• Quoted text
________________________

4. The summons meets all administrative requirements

    26 USC 7602(c) sets forth the requirement that, prior to the issuance of a Summons, the IRS
    must notify me of contact with third parties with respect to the determination or collection of
    a tax liability, as follows:

         (c) Notice of contact of third parties
              (1) General notice
              An officer or employee of the Internal Revenue Service may not contact any person
              other than the taxpayer with respect to the determination or collection of the tax
              liability of such taxpayer without providing reasonable notice in advance to the
              taxpayer that contacts with persons other than the taxpayer may be made.
              (2) Notice of specific contacts
              The Secretary shall periodically provide to a taxpayer a record of persons contacted
              during such period by the Secretary with respect to the determination or collection
              of the tax liability of such taxpayer. Such record shall also be provided upon
              request of the taxpayer. (Emphasis added).
              (3) Exceptions
              This subsection shall not apply—
                 (A) to any contact which the taxpayer has authorized;
                 (B) if the Secretary determines for good cause shown that such notice would
                 jeopardize collection of any tax or such notice may involve reprisal against any
                 person; or
                 (C) with respect to any pending criminal investigation.

    Further, U.S. Attorney Manual Title 6 Tax Resource Manual 27 sets forth the requirements
    necessary to satisfy the fourth Powell requirement as follows:

         The fourth element of the Powell test is that the IRS comply with the administrative
         steps required by the Code. These steps include service on the summoned party and,
         in the case of a third-party summons, notice to any person identified in the summons.

         Courts occasionally have excused minor failures to comply with the required
         administrative steps provided that the taxpayer has not been prejudiced thereby.
         United States v. Texas Heart Inst., 755 F.2d 469, 478 (5th Cir. 1985) (provided that
         the taxpayer has had "every benefit of the administrative steps required by the Code,
         a failure by the IRS to meet the technical niceties of the statute will not bar
         enforcement") (emphasis in original), overruled on other grounds, United States v.

________________________

• To be done
(a) According to the text on IRS summons requirements, what is the fourth element of the Powell test?
(b) Carry on the text on IRS summons requirements from the point where it stops.

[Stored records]
________________________

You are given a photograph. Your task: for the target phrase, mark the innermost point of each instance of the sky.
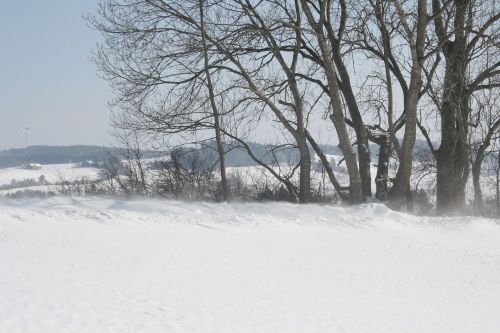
(47, 79)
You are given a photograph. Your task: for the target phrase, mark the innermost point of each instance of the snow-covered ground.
(96, 265)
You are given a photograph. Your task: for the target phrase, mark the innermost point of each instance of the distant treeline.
(80, 153)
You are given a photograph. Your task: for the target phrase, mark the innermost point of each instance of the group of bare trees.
(379, 72)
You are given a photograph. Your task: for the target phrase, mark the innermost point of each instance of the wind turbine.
(27, 132)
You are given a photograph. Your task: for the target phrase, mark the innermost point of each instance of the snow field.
(97, 265)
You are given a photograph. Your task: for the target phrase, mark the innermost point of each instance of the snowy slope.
(52, 173)
(94, 265)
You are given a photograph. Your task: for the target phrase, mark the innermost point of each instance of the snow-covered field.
(51, 172)
(97, 265)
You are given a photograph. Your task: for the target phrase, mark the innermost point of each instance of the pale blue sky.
(46, 77)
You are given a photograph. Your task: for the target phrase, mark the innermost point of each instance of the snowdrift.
(97, 265)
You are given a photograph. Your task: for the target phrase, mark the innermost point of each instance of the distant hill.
(236, 156)
(52, 155)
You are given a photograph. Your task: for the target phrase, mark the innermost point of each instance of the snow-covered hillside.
(94, 265)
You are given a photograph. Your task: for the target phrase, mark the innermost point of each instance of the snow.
(102, 265)
(52, 173)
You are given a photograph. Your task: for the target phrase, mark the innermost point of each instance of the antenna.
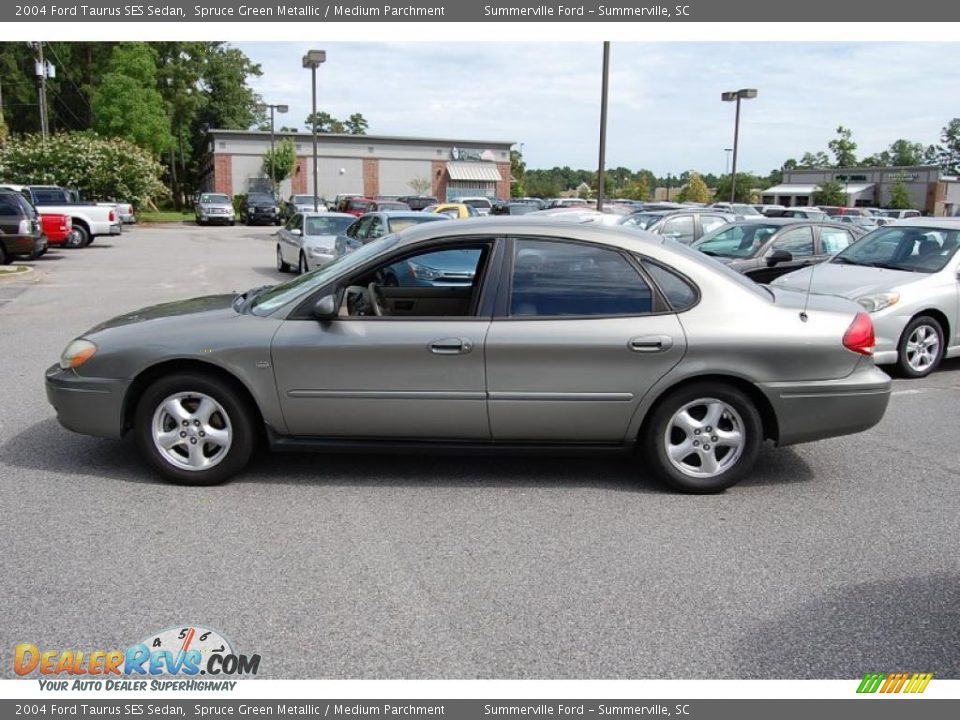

________________________

• Task-by-task answers
(a) That the IRS comply with the administrative steps required by the Code.

(b)
         Barrett, 837 F.2d 1341 (5th Cir. 1988); United States v. Privitera, 75 A.F.T.R.2d
Page 8

         (RIA) 1266, 1266 (9th Cir. 1995) ("Minor violations will be excused where the IRS
         acts in good faith and there is no prejudice to the taxpayer."). (Emphasis added)

         But even though the Sixth Circuit allowed enforcement of a summons despite a
         nonprejudicial administrative deficiency, it cautioned that it expected the IRS to
         strictly adhere to all administrative niceties in future cases. See Cook v. United
         States, 104 F.3d 886 (6th Cir. 1997). In other words, "technical" violations should
         be not treated lightly. (Emphasis added)

I acknowledge notice of third party contact under 7602(c), as evidenced in your letter dated
February 9, 2007 (copy included in Exhibit C attached). I call your attention to the last
paragraph of that letter, which reads as follows:

    “If you have any questions regarding this letter or wish to request a list of contacts,
    please do not hesitate to contact us at the telephone number listed above.”

In all of my dealings with the IRS, I prefer to use written correspondence, as stated in my March
16, 2007 response to your letter (see Exhibit C attached):

    “It is apparent that the Internal Revenue Service is gathering evidence for future legal
    action against me, so I would prefer to communicate with all IRS personnel in writing
    from this day forward.”

Further, I made the following request, as provided for in 26 USC 7602(c)(2):

    “So, please let this letter serve as my formal request to be provided with a list of all
    persons contacted by any employee, contractor, agent, officer, or other representative
    of the Internal Revenue Service, along with the name(s) and employee number(s) of any
    employee(s), contractor(s), agent(s), officer(s) or other representative(s) of the Internal
    Revenue Service who contacted them.”

To date, you have failed to provide the information requested, in clear violation of 26 USC
7602(c)(2).

The Summons, therefore, is invalid because it fails the fourth Powell test that it “meets all
administrative requirements”.


Which, for a second time, leads me to the subject of Constructive Notice:

    Constructive Notice: Notice arising by presumption of law from the existence of facts
    and circumstances that a party had a duty to take notice of... notice presumed by law
    to have been acquired by a person and thus imputed to that person. (Black's Law
    Dictionary, Seventh Edition)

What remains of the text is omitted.